Фрагмент текста:
+---+

Родственницу — племянницу — Дюбуше (фамилию забыл, конечно) я тоже нашел, она жила на улице Моцарта. Дверь она мне, правда, не открыла (и правильно, с моим-то французским), но по телефону сказала, что дядя ее не «одним из основателей», а самым главным был.У советского человека, которого впервые — наконец-то — выпускают, да еще во Францию, сдерживающие центры перестают работать еще до станции Брест. Посему на вопрос московской кассирши «Куда билет-то?» прошу что-нибудь подальше. «В Монте-Карло можно?» — «Только до Ниццы». — «Уже договорились».

Вагоны, хоть и международные, неудобны, в три этажа, — да ладно уж. Но что за народ едет? Большие крестьянские руки мужиков, толстые бабы, почти неграмотные; язык вроде немецкий, но какой-то нерезкий, — советско-казахстанские немцы. После многолетних отказов тоже «пущают». Сразу сжимаюсь: только бы не разговориться, да и на землю Германии не ступить бы. (Вспоминаю недавний визит в консульство ФРГ: стоит в центре двора, в плаще, руки за спину... Нет только собаки и формы СС... Невольно оглядываюсь назад — а милиционер-то где, родной советский? Да нет, стоит себе как ни в чем ни бывало... Дорогу в отдел виз, правда, «эсэсовец» показывает сразу).

Зарока не разговаривать и не ступать хватает, впрочем, ненадолго. То бумажку-декларацию не могут сами заполнить, то вещи поможешь вынести в разных там геттингенах-аахенах... А городки такие красивенькие, чистенькие — аж противно (непривычно?)...

+---+

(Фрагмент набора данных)

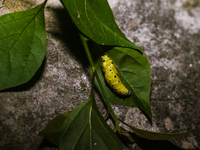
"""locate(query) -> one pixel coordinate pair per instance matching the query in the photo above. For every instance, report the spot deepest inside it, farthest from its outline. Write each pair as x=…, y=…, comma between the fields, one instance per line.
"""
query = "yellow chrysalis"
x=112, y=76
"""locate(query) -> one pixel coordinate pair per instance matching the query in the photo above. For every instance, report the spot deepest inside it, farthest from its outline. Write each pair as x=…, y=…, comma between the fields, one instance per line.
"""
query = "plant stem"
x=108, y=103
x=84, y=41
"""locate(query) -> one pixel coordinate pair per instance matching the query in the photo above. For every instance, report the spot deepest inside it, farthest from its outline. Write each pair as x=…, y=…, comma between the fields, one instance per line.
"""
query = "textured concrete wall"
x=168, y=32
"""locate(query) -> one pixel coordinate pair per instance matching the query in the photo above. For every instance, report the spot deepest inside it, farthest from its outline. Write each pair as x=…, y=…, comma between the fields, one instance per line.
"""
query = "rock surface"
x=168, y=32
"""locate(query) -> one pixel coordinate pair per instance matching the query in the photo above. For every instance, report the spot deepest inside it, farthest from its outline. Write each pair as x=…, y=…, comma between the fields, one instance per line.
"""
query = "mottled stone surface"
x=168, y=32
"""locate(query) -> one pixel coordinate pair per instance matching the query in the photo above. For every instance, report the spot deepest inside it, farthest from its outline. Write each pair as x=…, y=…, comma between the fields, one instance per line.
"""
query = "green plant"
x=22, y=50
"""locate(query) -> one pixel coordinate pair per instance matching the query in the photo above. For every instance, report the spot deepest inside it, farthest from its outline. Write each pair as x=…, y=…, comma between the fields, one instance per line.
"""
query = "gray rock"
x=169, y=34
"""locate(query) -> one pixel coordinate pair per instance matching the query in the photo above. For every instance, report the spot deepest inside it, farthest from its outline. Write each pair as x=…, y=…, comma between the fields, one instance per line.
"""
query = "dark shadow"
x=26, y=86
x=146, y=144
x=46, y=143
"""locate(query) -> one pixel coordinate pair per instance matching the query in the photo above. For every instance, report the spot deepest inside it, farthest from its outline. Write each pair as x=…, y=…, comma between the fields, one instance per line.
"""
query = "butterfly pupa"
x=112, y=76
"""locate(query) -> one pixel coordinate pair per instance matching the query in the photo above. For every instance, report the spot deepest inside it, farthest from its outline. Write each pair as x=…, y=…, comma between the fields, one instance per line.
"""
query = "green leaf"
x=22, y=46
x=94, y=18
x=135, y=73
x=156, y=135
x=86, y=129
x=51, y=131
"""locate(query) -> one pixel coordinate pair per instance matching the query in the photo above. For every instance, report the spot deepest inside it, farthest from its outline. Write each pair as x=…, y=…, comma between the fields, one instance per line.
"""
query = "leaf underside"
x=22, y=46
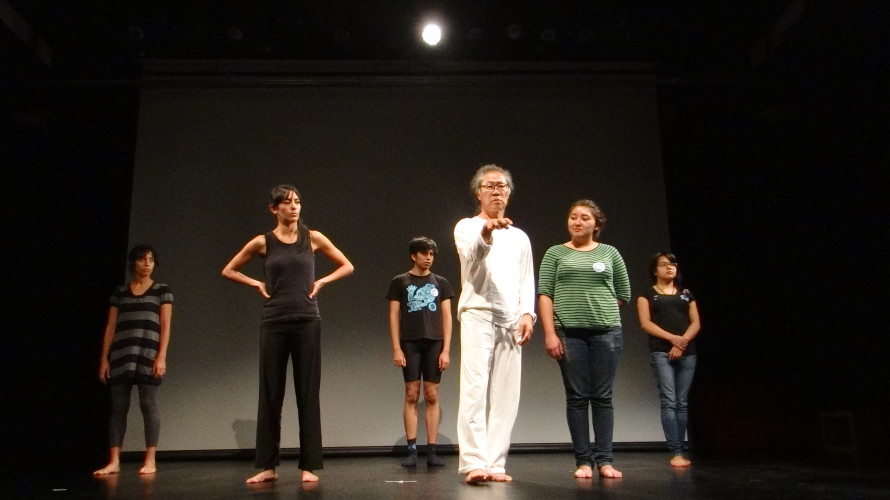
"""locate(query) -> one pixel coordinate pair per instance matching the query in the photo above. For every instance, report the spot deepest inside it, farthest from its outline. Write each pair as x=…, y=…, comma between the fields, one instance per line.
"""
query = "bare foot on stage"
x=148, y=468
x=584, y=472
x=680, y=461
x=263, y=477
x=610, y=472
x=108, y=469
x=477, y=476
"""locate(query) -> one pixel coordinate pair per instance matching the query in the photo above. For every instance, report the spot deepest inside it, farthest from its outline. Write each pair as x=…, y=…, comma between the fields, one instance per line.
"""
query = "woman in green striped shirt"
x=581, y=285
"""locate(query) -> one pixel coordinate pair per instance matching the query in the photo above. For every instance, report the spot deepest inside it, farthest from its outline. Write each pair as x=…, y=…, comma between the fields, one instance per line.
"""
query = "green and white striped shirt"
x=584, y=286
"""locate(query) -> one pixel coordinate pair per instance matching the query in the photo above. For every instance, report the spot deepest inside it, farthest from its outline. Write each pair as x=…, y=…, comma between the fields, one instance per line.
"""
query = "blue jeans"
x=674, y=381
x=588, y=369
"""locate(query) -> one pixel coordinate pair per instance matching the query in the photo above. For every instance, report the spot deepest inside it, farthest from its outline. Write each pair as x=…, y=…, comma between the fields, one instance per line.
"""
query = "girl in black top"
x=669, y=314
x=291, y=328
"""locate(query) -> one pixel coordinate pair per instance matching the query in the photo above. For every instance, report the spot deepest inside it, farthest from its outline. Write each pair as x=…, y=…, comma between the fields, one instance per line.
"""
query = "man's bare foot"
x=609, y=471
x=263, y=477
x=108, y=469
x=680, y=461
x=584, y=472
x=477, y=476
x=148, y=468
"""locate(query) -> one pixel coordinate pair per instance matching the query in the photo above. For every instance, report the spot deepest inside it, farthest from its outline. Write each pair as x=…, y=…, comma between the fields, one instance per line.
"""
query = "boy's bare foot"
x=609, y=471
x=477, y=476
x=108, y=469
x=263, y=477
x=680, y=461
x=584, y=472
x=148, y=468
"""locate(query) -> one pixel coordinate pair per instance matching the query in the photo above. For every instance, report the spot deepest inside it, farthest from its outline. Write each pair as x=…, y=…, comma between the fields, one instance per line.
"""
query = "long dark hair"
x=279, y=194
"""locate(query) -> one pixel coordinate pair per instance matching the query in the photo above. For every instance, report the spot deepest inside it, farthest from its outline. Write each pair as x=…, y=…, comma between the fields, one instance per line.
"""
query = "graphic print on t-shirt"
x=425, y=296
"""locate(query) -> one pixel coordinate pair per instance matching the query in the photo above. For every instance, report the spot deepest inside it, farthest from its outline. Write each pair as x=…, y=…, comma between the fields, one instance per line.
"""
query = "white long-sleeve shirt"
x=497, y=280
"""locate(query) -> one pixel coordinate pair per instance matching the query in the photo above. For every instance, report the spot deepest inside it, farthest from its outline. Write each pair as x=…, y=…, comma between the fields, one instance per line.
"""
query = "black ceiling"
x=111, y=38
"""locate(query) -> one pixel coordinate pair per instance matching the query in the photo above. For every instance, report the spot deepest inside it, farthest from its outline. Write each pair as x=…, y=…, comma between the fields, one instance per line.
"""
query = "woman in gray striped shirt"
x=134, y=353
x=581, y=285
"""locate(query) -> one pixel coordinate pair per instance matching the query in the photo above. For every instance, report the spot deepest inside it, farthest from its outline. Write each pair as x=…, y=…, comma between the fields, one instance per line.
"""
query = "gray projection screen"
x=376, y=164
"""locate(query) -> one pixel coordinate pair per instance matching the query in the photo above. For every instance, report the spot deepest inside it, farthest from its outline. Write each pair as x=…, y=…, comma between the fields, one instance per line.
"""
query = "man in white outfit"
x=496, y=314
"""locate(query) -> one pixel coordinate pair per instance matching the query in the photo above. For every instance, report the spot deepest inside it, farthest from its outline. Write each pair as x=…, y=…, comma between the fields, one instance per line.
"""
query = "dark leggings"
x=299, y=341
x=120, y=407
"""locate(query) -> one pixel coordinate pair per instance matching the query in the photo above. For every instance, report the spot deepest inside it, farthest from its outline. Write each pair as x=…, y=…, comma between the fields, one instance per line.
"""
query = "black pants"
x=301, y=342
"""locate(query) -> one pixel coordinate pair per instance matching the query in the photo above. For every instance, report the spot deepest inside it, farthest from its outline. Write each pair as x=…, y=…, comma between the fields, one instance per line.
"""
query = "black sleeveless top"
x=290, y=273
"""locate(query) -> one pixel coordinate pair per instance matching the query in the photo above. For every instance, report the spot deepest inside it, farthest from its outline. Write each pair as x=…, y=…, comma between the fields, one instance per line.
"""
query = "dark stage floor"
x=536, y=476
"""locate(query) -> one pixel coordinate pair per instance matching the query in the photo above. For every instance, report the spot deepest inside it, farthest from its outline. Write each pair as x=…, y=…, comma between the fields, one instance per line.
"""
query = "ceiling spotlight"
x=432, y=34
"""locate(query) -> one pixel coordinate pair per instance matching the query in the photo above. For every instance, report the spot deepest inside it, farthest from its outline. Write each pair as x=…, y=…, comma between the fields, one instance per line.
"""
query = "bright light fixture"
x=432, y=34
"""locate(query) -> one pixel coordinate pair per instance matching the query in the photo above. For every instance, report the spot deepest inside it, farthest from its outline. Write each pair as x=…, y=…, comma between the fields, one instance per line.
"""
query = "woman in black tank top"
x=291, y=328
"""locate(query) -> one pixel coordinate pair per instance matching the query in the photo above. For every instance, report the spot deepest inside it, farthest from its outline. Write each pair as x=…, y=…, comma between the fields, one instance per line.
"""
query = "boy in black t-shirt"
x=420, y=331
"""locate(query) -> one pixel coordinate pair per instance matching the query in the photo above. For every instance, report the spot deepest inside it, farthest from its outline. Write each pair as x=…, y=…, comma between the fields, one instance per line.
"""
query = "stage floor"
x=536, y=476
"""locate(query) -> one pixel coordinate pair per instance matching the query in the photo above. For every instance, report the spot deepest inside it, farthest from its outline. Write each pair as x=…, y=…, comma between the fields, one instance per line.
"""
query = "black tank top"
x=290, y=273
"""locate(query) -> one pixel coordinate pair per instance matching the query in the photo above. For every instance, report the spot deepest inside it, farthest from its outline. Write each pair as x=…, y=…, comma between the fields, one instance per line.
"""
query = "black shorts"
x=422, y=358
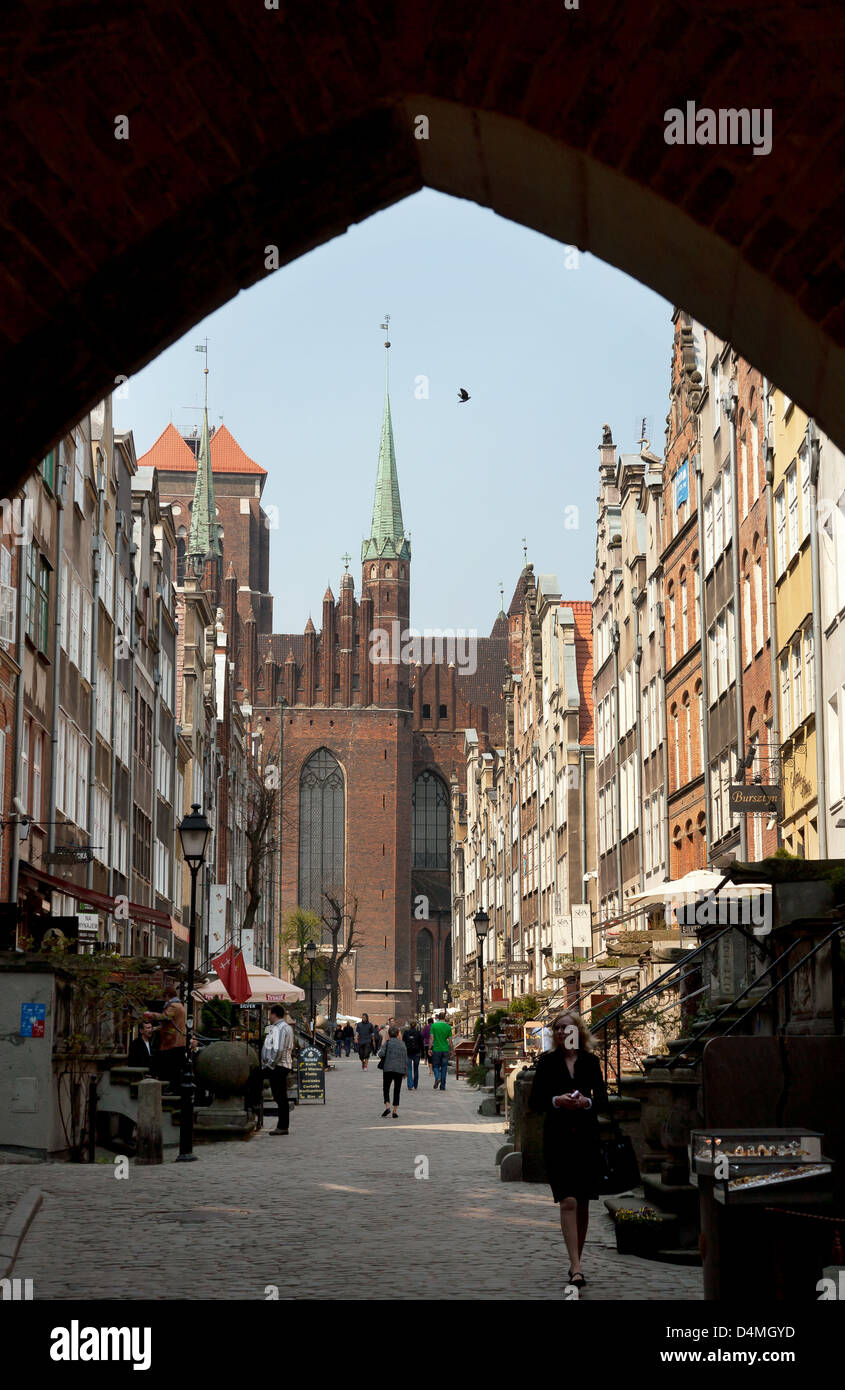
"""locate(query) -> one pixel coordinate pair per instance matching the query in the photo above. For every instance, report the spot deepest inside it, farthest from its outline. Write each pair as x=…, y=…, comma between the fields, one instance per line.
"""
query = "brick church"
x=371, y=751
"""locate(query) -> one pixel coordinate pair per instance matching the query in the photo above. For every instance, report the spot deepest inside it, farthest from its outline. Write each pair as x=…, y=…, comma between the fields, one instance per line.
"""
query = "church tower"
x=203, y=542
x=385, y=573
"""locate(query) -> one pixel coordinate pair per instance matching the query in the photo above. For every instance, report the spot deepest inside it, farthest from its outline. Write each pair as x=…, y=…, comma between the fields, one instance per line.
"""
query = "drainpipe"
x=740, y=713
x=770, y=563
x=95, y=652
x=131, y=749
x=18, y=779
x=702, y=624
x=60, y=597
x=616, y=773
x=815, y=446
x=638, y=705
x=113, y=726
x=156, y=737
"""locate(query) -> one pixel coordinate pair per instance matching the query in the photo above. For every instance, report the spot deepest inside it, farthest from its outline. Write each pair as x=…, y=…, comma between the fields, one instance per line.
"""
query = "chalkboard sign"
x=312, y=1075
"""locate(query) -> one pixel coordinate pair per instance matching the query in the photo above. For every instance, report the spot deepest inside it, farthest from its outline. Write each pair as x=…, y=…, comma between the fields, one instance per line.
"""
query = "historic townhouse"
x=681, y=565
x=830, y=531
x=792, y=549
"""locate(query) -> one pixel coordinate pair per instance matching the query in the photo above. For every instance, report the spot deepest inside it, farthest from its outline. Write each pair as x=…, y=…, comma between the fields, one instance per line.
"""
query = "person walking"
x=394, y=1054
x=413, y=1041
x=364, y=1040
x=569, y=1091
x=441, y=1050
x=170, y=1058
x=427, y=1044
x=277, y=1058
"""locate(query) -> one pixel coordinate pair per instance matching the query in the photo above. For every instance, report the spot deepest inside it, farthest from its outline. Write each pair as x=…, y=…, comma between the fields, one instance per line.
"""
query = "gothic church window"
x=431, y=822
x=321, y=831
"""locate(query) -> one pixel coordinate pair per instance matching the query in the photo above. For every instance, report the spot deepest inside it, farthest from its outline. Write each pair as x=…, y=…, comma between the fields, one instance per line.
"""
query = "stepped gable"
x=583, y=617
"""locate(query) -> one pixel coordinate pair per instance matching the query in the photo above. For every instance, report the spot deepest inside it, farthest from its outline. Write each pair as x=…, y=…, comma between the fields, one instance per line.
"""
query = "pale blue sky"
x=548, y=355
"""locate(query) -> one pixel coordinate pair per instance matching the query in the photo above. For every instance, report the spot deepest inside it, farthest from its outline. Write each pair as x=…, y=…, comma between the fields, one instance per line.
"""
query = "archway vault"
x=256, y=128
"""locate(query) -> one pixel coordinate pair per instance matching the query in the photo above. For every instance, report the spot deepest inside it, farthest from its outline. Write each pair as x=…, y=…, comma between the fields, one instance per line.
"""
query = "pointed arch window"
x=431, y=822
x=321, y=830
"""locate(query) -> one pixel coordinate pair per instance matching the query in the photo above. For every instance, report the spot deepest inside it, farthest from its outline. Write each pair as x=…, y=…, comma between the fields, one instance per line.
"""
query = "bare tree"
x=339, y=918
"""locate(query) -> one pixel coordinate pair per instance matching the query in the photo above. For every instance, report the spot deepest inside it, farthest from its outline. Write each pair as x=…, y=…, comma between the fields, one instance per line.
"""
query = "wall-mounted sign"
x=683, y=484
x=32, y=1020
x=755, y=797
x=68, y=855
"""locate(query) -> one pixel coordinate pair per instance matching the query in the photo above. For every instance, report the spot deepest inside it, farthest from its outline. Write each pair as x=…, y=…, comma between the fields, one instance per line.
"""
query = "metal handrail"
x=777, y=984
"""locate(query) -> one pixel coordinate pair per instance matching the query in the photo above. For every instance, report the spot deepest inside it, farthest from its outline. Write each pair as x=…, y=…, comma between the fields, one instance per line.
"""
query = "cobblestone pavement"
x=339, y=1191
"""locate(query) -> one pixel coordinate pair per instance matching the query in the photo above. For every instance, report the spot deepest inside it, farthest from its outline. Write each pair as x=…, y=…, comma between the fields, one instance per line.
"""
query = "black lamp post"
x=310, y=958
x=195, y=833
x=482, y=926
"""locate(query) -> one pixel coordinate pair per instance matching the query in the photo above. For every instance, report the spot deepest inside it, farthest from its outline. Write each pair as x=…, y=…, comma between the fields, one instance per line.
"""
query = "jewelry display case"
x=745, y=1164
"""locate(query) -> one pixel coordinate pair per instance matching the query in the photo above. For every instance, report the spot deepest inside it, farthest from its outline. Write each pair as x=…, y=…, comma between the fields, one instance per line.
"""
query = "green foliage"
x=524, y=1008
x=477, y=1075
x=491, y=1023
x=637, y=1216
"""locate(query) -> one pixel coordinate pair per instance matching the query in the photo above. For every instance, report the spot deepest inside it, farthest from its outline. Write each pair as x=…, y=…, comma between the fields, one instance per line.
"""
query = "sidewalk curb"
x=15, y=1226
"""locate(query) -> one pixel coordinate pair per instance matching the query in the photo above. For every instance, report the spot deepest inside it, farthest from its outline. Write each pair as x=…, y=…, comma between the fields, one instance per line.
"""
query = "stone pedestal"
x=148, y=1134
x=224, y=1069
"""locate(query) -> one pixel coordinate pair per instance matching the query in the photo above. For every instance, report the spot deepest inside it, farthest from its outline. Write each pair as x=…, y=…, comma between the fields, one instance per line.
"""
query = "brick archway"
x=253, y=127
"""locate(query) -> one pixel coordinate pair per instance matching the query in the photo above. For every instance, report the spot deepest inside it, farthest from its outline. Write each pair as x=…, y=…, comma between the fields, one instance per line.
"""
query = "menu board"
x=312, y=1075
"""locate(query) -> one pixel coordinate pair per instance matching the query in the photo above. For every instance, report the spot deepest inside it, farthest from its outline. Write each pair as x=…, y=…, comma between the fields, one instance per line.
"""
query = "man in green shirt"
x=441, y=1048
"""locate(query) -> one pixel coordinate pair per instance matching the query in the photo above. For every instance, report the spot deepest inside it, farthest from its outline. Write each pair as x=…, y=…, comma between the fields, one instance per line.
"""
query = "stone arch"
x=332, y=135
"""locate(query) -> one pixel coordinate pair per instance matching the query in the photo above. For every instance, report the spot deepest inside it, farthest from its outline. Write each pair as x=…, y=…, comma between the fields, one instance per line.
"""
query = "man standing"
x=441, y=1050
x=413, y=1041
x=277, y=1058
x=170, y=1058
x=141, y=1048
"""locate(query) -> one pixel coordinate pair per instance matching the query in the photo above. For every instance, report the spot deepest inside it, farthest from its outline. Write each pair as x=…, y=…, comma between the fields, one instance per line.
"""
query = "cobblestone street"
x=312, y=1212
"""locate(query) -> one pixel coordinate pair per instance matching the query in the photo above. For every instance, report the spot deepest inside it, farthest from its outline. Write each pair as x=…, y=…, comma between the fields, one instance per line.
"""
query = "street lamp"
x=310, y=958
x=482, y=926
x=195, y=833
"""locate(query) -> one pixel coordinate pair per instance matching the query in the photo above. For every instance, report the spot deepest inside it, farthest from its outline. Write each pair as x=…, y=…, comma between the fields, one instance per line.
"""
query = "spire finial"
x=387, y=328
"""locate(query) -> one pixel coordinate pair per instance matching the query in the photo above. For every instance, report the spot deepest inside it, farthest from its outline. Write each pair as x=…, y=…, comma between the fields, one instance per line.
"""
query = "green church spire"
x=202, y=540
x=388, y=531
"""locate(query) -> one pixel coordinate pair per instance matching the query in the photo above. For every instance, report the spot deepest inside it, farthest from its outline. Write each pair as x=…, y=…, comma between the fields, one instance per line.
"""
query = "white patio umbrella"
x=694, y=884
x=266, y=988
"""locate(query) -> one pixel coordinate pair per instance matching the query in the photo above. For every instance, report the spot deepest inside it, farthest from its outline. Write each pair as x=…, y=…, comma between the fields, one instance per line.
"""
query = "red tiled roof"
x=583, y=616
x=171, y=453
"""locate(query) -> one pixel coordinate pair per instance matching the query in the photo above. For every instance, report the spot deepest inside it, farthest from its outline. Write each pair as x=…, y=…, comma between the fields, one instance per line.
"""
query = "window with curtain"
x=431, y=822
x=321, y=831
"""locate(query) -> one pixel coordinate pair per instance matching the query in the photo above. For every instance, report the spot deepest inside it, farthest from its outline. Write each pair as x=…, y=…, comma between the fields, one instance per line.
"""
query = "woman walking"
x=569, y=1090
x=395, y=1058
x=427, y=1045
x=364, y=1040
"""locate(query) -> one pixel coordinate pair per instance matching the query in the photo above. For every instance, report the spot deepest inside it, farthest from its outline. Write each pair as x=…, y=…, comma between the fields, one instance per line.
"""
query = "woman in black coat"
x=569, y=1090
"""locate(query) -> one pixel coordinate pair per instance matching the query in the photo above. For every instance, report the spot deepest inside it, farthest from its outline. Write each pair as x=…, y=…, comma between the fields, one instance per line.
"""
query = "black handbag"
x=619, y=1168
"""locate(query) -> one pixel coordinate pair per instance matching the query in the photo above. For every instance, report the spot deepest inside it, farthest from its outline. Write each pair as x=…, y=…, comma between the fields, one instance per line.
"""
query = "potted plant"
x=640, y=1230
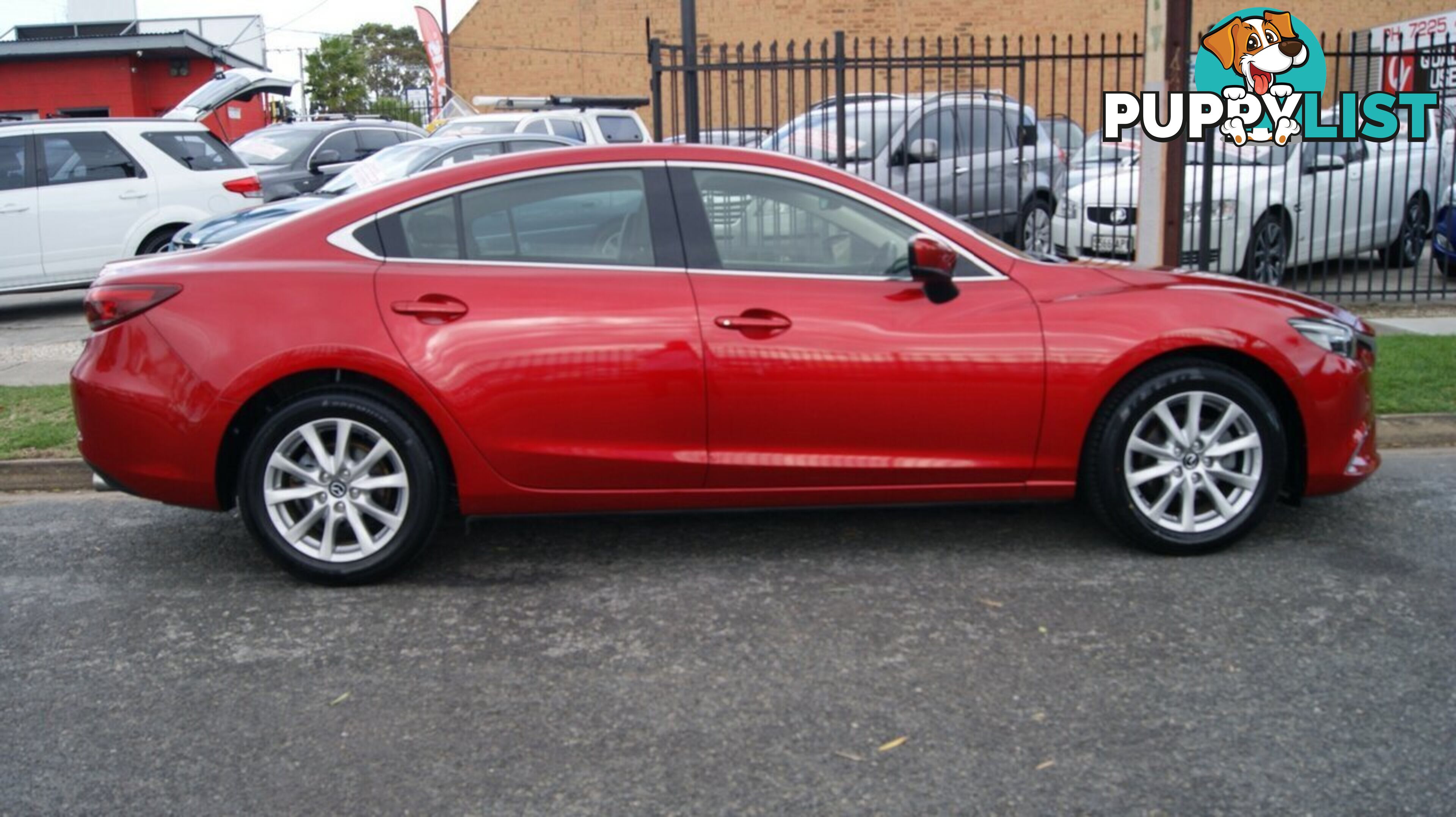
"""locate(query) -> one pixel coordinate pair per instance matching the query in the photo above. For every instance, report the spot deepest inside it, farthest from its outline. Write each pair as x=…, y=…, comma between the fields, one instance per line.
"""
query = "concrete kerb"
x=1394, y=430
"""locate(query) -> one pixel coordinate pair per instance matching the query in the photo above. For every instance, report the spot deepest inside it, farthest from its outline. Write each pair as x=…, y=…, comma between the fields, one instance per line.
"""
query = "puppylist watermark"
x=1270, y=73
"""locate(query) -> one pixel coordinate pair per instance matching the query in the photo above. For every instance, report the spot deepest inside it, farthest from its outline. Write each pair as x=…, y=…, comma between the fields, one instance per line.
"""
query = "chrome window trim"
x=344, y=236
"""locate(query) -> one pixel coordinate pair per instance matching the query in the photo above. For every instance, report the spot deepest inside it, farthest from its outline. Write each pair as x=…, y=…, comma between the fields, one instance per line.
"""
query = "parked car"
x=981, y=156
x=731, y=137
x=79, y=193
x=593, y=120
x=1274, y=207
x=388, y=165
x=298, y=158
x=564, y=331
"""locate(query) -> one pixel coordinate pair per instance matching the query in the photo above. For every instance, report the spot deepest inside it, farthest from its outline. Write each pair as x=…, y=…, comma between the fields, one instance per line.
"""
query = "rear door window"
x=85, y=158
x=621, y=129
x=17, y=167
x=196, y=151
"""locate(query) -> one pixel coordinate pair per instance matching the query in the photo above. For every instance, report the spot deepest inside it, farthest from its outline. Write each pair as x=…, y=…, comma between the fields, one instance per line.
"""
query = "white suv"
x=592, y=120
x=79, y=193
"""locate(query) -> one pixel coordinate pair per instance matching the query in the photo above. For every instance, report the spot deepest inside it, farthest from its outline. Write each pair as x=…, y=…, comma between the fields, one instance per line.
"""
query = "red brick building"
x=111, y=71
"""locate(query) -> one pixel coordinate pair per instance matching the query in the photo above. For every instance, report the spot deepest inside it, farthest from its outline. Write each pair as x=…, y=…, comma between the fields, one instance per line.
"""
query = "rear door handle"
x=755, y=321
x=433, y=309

+---+

Список заданий:
1. На какой улице жила племянница Дюбуше, если верить отрывку о поездке во Францию?
2. Перепишите слово в слово часть отрывка о поездке во Францию, начиная со слов «Зарока не разговаривать» и продолжая до слов «аж противно (непривычно?)...».
3. Продолжите отрывок о поездке во Францию, начав сразу после его последней фразы.
Эти записи взяты из другого источника.

Ответы на задания:
1. На улице Моцарта.

2.
Зарока не разговаривать и не ступать хватает, впрочем, ненадолго. То бумажку-декларацию не могут сами заполнить, то вещи поможешь вынести в разных там геттингенах-аахенах... А городки такие красивенькие, чистенькие — аж противно (непривычно?)...

3.
Ах, да — за Кельнский собор спасибо большое проводнику-чекисту. Было бы обидно проехать мимо и не увидеть это чудо — ребенок на пляже все сыплет сверху мокрый песочек, а окна-двери палочкой потом... Опустим, однако, Париж (что тут можно добавить?) и вернемся к главному герою. Проспав благополучно и Арль, и Авиньон, и Марсель, и Тулон, просыпаюсь уже где-то на Лазурном берегу и выхожу в Ницце. Что ни улица, то какой-то композитор, — к чему бы это?

Первая приятельница Евгения Ермиловича живет где-то у вокзала, начнем с нее. Визит этот, впрочем, не оставил бы следа в памяти (небольшая, бедненькая квартирка, кофе на кухне, сын вообще-то живет и работает где-то недалеко, но сегодня — уж извините — ночует здесь...), если бы не куча старых газет, журналов, фотографий. Вот молодой Е. Е. (точнее — «General Zapo») выступает на стадионе, вот он в театре, вот на какой-то трибуне... Такой большой, такой деятельный, с таким голосом, организатор всяких действ — и чтобы не генерал?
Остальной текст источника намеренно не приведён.